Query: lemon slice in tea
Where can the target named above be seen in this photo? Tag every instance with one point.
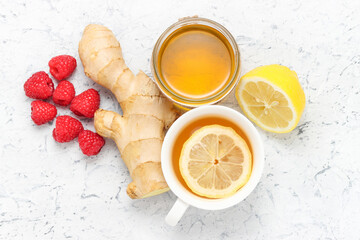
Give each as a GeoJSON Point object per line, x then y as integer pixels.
{"type": "Point", "coordinates": [215, 162]}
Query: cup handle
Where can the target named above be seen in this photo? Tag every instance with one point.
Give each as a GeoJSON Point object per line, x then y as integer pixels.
{"type": "Point", "coordinates": [176, 212]}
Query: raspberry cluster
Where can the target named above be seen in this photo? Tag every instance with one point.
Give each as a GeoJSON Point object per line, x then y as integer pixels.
{"type": "Point", "coordinates": [40, 86]}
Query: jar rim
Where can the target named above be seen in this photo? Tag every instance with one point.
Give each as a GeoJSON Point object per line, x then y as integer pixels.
{"type": "Point", "coordinates": [181, 100]}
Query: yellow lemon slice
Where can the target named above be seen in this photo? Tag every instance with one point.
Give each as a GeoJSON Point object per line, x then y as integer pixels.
{"type": "Point", "coordinates": [272, 97]}
{"type": "Point", "coordinates": [215, 162]}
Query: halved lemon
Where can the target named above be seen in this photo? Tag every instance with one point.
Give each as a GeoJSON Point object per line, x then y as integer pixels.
{"type": "Point", "coordinates": [215, 162]}
{"type": "Point", "coordinates": [272, 97]}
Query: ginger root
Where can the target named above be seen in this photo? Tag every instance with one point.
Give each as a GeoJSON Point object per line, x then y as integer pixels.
{"type": "Point", "coordinates": [139, 133]}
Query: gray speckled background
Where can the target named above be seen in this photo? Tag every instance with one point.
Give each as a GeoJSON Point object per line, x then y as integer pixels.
{"type": "Point", "coordinates": [310, 187]}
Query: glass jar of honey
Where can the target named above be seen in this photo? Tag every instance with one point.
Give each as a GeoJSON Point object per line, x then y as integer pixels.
{"type": "Point", "coordinates": [195, 62]}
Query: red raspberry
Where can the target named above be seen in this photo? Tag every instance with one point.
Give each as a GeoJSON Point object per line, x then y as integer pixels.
{"type": "Point", "coordinates": [86, 103]}
{"type": "Point", "coordinates": [90, 142]}
{"type": "Point", "coordinates": [39, 86]}
{"type": "Point", "coordinates": [66, 128]}
{"type": "Point", "coordinates": [62, 66]}
{"type": "Point", "coordinates": [64, 93]}
{"type": "Point", "coordinates": [42, 112]}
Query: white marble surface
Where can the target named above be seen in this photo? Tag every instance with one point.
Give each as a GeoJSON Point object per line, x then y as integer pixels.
{"type": "Point", "coordinates": [310, 187]}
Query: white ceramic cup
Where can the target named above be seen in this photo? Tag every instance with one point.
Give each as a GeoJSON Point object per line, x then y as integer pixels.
{"type": "Point", "coordinates": [185, 197]}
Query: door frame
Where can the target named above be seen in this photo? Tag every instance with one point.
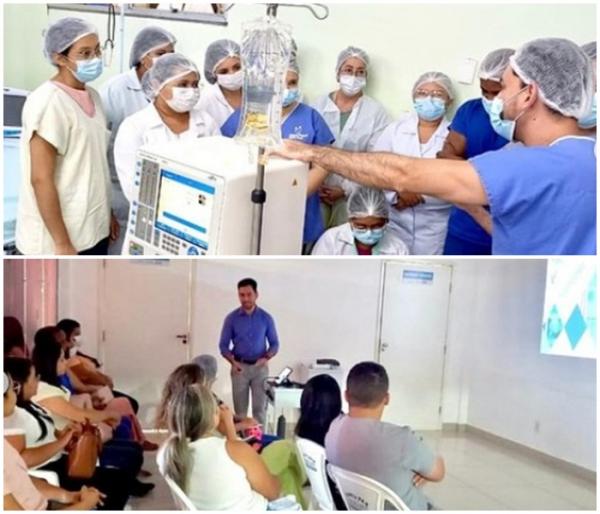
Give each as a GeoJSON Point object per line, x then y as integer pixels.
{"type": "Point", "coordinates": [380, 306]}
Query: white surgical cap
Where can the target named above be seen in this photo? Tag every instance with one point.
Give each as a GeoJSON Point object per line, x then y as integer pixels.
{"type": "Point", "coordinates": [495, 63]}
{"type": "Point", "coordinates": [148, 39]}
{"type": "Point", "coordinates": [216, 53]}
{"type": "Point", "coordinates": [166, 68]}
{"type": "Point", "coordinates": [367, 201]}
{"type": "Point", "coordinates": [64, 33]}
{"type": "Point", "coordinates": [439, 78]}
{"type": "Point", "coordinates": [562, 72]}
{"type": "Point", "coordinates": [350, 52]}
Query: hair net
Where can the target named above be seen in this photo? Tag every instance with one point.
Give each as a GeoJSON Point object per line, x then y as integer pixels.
{"type": "Point", "coordinates": [439, 78]}
{"type": "Point", "coordinates": [216, 53]}
{"type": "Point", "coordinates": [349, 52]}
{"type": "Point", "coordinates": [64, 33]}
{"type": "Point", "coordinates": [148, 39]}
{"type": "Point", "coordinates": [494, 64]}
{"type": "Point", "coordinates": [590, 50]}
{"type": "Point", "coordinates": [367, 201]}
{"type": "Point", "coordinates": [208, 364]}
{"type": "Point", "coordinates": [166, 68]}
{"type": "Point", "coordinates": [561, 70]}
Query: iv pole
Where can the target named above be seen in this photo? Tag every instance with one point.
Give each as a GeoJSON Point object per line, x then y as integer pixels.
{"type": "Point", "coordinates": [259, 195]}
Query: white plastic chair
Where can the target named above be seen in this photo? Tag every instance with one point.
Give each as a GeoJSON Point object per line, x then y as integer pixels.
{"type": "Point", "coordinates": [363, 493]}
{"type": "Point", "coordinates": [313, 459]}
{"type": "Point", "coordinates": [49, 476]}
{"type": "Point", "coordinates": [182, 502]}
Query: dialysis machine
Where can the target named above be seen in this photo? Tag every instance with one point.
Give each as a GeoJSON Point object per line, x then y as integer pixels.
{"type": "Point", "coordinates": [193, 198]}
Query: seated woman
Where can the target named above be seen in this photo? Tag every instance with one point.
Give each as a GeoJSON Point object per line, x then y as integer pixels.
{"type": "Point", "coordinates": [172, 86]}
{"type": "Point", "coordinates": [367, 231]}
{"type": "Point", "coordinates": [201, 462]}
{"type": "Point", "coordinates": [23, 492]}
{"type": "Point", "coordinates": [49, 363]}
{"type": "Point", "coordinates": [71, 381]}
{"type": "Point", "coordinates": [301, 122]}
{"type": "Point", "coordinates": [86, 367]}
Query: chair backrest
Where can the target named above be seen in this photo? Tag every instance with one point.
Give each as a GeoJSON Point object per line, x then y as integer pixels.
{"type": "Point", "coordinates": [182, 502]}
{"type": "Point", "coordinates": [363, 493]}
{"type": "Point", "coordinates": [313, 458]}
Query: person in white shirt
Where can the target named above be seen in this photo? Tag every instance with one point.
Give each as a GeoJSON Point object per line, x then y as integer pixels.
{"type": "Point", "coordinates": [367, 231]}
{"type": "Point", "coordinates": [173, 86]}
{"type": "Point", "coordinates": [64, 201]}
{"type": "Point", "coordinates": [420, 220]}
{"type": "Point", "coordinates": [215, 473]}
{"type": "Point", "coordinates": [122, 96]}
{"type": "Point", "coordinates": [223, 71]}
{"type": "Point", "coordinates": [356, 121]}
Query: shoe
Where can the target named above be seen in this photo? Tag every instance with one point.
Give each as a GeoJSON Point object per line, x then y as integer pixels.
{"type": "Point", "coordinates": [149, 446]}
{"type": "Point", "coordinates": [139, 489]}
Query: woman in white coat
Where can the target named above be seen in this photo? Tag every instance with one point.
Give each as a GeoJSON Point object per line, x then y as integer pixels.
{"type": "Point", "coordinates": [356, 120]}
{"type": "Point", "coordinates": [421, 221]}
{"type": "Point", "coordinates": [223, 71]}
{"type": "Point", "coordinates": [173, 86]}
{"type": "Point", "coordinates": [367, 231]}
{"type": "Point", "coordinates": [123, 96]}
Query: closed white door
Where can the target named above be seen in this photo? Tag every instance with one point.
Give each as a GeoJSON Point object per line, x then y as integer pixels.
{"type": "Point", "coordinates": [412, 341]}
{"type": "Point", "coordinates": [145, 326]}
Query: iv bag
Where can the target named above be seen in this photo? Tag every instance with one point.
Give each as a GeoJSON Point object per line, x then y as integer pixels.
{"type": "Point", "coordinates": [266, 50]}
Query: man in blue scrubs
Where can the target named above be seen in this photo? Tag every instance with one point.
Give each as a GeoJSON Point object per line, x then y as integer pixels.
{"type": "Point", "coordinates": [300, 123]}
{"type": "Point", "coordinates": [248, 340]}
{"type": "Point", "coordinates": [542, 196]}
{"type": "Point", "coordinates": [472, 134]}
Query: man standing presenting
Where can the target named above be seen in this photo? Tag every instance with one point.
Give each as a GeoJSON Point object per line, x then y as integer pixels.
{"type": "Point", "coordinates": [248, 341]}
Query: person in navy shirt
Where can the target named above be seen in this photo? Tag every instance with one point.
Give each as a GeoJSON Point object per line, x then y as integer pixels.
{"type": "Point", "coordinates": [300, 122]}
{"type": "Point", "coordinates": [248, 340]}
{"type": "Point", "coordinates": [472, 134]}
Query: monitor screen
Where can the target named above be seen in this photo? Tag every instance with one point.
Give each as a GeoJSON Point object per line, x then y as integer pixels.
{"type": "Point", "coordinates": [185, 208]}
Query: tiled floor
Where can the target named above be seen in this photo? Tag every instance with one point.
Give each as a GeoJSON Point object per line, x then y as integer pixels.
{"type": "Point", "coordinates": [480, 475]}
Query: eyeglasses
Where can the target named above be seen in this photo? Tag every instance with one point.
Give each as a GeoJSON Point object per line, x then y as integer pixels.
{"type": "Point", "coordinates": [422, 93]}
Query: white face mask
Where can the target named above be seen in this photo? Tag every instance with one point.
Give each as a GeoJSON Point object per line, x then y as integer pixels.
{"type": "Point", "coordinates": [352, 85]}
{"type": "Point", "coordinates": [184, 98]}
{"type": "Point", "coordinates": [231, 82]}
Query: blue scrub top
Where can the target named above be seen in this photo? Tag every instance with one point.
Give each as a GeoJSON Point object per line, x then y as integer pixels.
{"type": "Point", "coordinates": [542, 199]}
{"type": "Point", "coordinates": [303, 124]}
{"type": "Point", "coordinates": [472, 121]}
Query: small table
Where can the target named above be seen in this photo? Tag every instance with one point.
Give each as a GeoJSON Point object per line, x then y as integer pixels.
{"type": "Point", "coordinates": [280, 398]}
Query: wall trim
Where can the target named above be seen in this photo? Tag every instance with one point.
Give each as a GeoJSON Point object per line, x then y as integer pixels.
{"type": "Point", "coordinates": [568, 467]}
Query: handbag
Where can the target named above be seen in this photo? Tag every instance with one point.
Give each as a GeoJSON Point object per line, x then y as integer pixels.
{"type": "Point", "coordinates": [84, 452]}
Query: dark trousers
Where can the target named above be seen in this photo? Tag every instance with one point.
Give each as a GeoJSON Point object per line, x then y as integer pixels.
{"type": "Point", "coordinates": [100, 249]}
{"type": "Point", "coordinates": [114, 483]}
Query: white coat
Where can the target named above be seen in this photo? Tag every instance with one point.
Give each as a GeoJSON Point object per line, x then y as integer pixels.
{"type": "Point", "coordinates": [214, 103]}
{"type": "Point", "coordinates": [147, 128]}
{"type": "Point", "coordinates": [423, 228]}
{"type": "Point", "coordinates": [362, 130]}
{"type": "Point", "coordinates": [340, 241]}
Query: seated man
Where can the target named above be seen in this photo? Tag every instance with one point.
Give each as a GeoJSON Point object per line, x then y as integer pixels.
{"type": "Point", "coordinates": [393, 455]}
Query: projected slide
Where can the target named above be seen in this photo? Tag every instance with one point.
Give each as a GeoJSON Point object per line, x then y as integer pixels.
{"type": "Point", "coordinates": [569, 326]}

> _Task brief_
Report each line of the data that includes the string "person".

> _Answer_
Query: person in white shirt
Query: person in navy shirt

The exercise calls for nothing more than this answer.